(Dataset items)
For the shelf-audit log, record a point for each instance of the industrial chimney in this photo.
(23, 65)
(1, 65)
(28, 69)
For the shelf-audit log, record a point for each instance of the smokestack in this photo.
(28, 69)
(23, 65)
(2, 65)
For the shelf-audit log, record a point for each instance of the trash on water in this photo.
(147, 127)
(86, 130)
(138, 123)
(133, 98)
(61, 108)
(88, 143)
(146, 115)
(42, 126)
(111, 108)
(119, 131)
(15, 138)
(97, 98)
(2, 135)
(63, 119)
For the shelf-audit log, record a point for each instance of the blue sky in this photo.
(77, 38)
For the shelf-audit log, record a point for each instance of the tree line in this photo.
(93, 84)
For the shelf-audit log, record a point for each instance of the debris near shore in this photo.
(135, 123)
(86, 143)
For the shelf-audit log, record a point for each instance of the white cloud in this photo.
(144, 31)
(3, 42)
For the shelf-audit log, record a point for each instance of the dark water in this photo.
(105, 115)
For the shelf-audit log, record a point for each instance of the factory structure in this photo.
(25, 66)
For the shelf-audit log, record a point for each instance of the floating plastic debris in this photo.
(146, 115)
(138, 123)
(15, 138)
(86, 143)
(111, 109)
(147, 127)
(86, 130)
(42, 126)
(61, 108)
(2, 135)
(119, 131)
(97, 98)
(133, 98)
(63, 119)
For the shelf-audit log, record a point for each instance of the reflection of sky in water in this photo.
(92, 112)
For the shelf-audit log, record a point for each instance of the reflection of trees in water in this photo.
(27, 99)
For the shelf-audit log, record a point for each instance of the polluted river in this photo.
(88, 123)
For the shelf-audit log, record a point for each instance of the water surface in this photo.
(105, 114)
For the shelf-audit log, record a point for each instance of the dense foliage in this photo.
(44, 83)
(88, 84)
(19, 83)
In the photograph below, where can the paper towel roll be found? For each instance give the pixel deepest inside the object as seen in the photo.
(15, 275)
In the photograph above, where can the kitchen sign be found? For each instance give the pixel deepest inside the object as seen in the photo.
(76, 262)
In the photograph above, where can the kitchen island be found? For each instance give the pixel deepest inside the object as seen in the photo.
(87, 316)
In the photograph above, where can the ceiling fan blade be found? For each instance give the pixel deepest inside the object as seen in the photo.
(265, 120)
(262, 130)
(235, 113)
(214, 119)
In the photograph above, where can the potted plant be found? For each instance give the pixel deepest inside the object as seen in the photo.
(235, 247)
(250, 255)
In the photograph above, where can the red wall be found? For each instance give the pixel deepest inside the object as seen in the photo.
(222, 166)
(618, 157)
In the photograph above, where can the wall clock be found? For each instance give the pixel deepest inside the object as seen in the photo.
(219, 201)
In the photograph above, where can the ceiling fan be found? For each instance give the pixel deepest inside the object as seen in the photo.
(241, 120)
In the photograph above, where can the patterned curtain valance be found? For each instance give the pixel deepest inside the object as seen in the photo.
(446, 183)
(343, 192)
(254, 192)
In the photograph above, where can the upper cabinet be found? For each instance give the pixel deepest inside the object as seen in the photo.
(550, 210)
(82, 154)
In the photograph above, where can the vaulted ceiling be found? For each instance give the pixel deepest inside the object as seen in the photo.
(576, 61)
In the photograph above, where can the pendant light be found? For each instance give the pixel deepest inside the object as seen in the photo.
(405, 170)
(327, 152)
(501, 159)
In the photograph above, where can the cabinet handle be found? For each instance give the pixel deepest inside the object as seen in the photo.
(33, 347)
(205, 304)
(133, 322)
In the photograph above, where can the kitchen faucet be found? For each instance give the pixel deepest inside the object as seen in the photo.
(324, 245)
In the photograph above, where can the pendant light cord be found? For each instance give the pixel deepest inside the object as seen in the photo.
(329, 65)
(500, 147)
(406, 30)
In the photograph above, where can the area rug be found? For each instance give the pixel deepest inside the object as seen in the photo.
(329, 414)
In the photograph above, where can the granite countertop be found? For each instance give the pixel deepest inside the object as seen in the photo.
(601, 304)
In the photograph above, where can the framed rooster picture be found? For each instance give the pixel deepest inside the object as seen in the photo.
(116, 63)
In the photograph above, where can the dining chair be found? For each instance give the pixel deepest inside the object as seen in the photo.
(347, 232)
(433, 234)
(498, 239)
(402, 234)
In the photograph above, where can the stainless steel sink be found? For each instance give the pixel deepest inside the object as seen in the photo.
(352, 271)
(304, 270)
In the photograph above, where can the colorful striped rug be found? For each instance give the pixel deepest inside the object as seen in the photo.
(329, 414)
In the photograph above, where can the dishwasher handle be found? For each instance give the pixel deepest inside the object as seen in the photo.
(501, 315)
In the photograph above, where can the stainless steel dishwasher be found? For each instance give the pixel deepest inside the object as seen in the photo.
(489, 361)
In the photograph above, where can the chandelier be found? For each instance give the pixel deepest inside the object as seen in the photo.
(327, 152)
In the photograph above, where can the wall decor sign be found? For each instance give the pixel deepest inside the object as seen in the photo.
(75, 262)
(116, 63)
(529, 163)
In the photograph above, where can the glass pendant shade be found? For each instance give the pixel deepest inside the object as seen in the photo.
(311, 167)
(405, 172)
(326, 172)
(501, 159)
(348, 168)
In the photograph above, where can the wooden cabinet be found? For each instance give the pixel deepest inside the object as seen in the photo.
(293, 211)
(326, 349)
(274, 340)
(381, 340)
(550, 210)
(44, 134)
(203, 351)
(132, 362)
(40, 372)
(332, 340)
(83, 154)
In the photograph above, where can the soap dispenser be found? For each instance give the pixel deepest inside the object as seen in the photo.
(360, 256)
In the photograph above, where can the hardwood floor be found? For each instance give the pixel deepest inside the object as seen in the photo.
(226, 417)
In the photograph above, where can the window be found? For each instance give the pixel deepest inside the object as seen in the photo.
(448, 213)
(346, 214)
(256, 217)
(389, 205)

## INSTRUCTIONS TO FOLLOW
Would you write out all the records exactly as they read?

## RESPONSE BOX
For the shelf-audit log, record a point for each instance of the industrial chimney in this photo.
(23, 65)
(1, 65)
(28, 69)
For the shelf-audit log, record a point for each instance of the smokestack in this photo.
(28, 69)
(23, 65)
(2, 65)
For the shelf-audit log, record a point for each instance of the trash on water in this photo.
(147, 127)
(86, 130)
(138, 123)
(133, 98)
(61, 108)
(88, 143)
(146, 115)
(42, 126)
(111, 108)
(119, 131)
(15, 138)
(97, 98)
(2, 135)
(63, 119)
For the shelf-audit log, record a point for each instance of the blue sky in this photo.
(77, 38)
For the shelf-audit log, record a point for each instance of the tree line in this photo.
(93, 84)
For the shelf-audit log, record a point for each instance of the debris near shore in this photo.
(135, 123)
(86, 143)
For the shelf-audit log, record a point for each instance of the white cloud in this photo.
(144, 31)
(3, 42)
For the shelf-audit log, record a point for each instance of the dark water in this photo.
(105, 115)
For the shelf-audit log, record a point for each instance of the factory structure in this photo.
(25, 66)
For the shelf-audit log, record a point for each instance of the floating plastic debris in this photo.
(146, 115)
(138, 123)
(15, 138)
(86, 143)
(111, 109)
(147, 127)
(86, 130)
(42, 126)
(61, 108)
(2, 135)
(119, 131)
(97, 98)
(133, 98)
(63, 119)
For the shelf-audit log, record a point for each instance of the reflection of sky in water in this photo.
(92, 112)
For the shelf-audit log, record a point for each instance of the reflection of trees in water in this photo.
(27, 99)
For the shelf-audit log, record a point for each instance of the polluted river in this photo.
(88, 123)
For the shelf-audit log, record a point for each instance of the water surface in this photo.
(105, 114)
For the shelf-audit log, record a point for each instance of the dense foliage in this photo.
(44, 83)
(88, 84)
(19, 83)
In the photograph below, where can the paper towel roll be found? For each instance give the pixel deepest inside the object as seen in the photo.
(15, 275)
In the photograph above, where can the kitchen sign be found? For each instance give the pixel deepest inside the object as seen in the photo.
(76, 262)
In the photograph above, where can the kitchen island be found? For each instance give the pixel deepest inside the object as seen in the photo.
(87, 316)
In the photograph above, where can the ceiling fan blade be found? For each instance give the pixel deepest inside the object as seen in the photo.
(265, 120)
(262, 130)
(235, 113)
(214, 119)
In the photograph above, where can the potted plant be found? For each instance give the pixel deepest inside the object as seen in the photo.
(235, 247)
(250, 255)
In the photograph above, where can the red wall be found? For each instance give the pixel deepest inside the object as seen in the photo.
(222, 166)
(618, 157)
In the photograph above, where can the wall clock be found? For each instance give the pixel deepest inside the object as seen in the photo.
(219, 201)
In the photograph above, where can the ceiling fan be found? For each instance give the pixel deepest inside the object as seen in the photo.
(241, 120)
In the photograph above, where can the patterned curtain valance be found? For each instance give the pixel deepest inside the object as seen in the photo.
(446, 183)
(343, 192)
(254, 192)
In the photograph above, where can the upper cabinet be found? For each instance give the pixel deepest inside the object as seen in the photo.
(550, 210)
(82, 154)
In the photograph above, where can the vaulted ceiling be found? For each instance give the pixel deepest inside the object as seen in the photo.
(576, 61)
In the photograph above, where can the pendant light be found? For each instance give the pixel deepest inside the object as seen in the photo.
(405, 170)
(327, 152)
(501, 159)
In the photograph above, where can the cabinet handle be found? For each instance give the pixel deepest inside the object as seen in the photo.
(33, 347)
(205, 304)
(133, 322)
In the photograph above, where can the kitchen faucet be found? For each instance give the pixel deepest inside the object as seen in the photo.
(324, 245)
In the photograph above, where can the pendant light cord be found? For each instance give the pixel deepest inside the object as seen in the photo.
(329, 65)
(500, 147)
(406, 30)
In the photograph above, where can the area rug be found? For each instance give the pixel deepest inside the object as seen in the photo.
(329, 414)
In the photograph above, where can the granite countertop be found? For each instance give the pixel deepest inside the object as seen in the photo.
(601, 304)
In the photograph above, where can the framed rooster picture be found? For each instance give the pixel deepest inside the object as seen in the photo.
(116, 63)
In the photograph above, where can the dining chair be found? For each instance give the pixel deepest inside the object as seen in the photo.
(347, 232)
(433, 234)
(498, 239)
(402, 234)
In the photograph above, where can the stainless steel sink be found? For each instance give the pixel deepest inside the object as seen in the photo.
(352, 271)
(304, 270)
In the photograph above, where can the colorful striped rug be found? For each instance give the pixel deepest inside the object as seen in the photo.
(329, 414)
In the photograph above, where can the dishwasher handle be found? For each instance give the pixel deepest inside the object as seen in the photo.
(501, 315)
In the photograph above, where can the stainless steel dishwasher be found? For each instance give the pixel deepest inside the object as seen in the photo.
(489, 361)
In the photograph above, where can the chandelier be found? For each instance give the pixel deepest inside the object as seen in the photo.
(327, 152)
In the photograph above, where can the wall decor sign be found? For each instance give the pixel deepest inside the object as seen in the photo.
(75, 262)
(116, 63)
(529, 163)
In the photograph above, where can the glass pendant shade be found? For each instance give the pixel deepest inside the object as seen in the photo.
(311, 167)
(405, 172)
(326, 172)
(501, 159)
(348, 168)
In the photograph above, where can the wooden cabinet be found? For each instance give the pixel deepest inside the object as seen in the photo.
(293, 211)
(326, 349)
(274, 340)
(381, 340)
(550, 210)
(44, 134)
(203, 351)
(132, 362)
(40, 372)
(332, 340)
(83, 154)
In the photograph above, where can the soap dispenser be found? For each instance give the pixel deepest inside the object as seen in the photo.
(360, 256)
In the photograph above, where can the hardwood floor be found? For each instance give the pixel deepest inside the object as seen in the photo.
(226, 417)
In the photograph above, where can the window be found? For each instance give the pixel deepest inside the object as seen in the photo.
(448, 213)
(346, 214)
(256, 217)
(389, 205)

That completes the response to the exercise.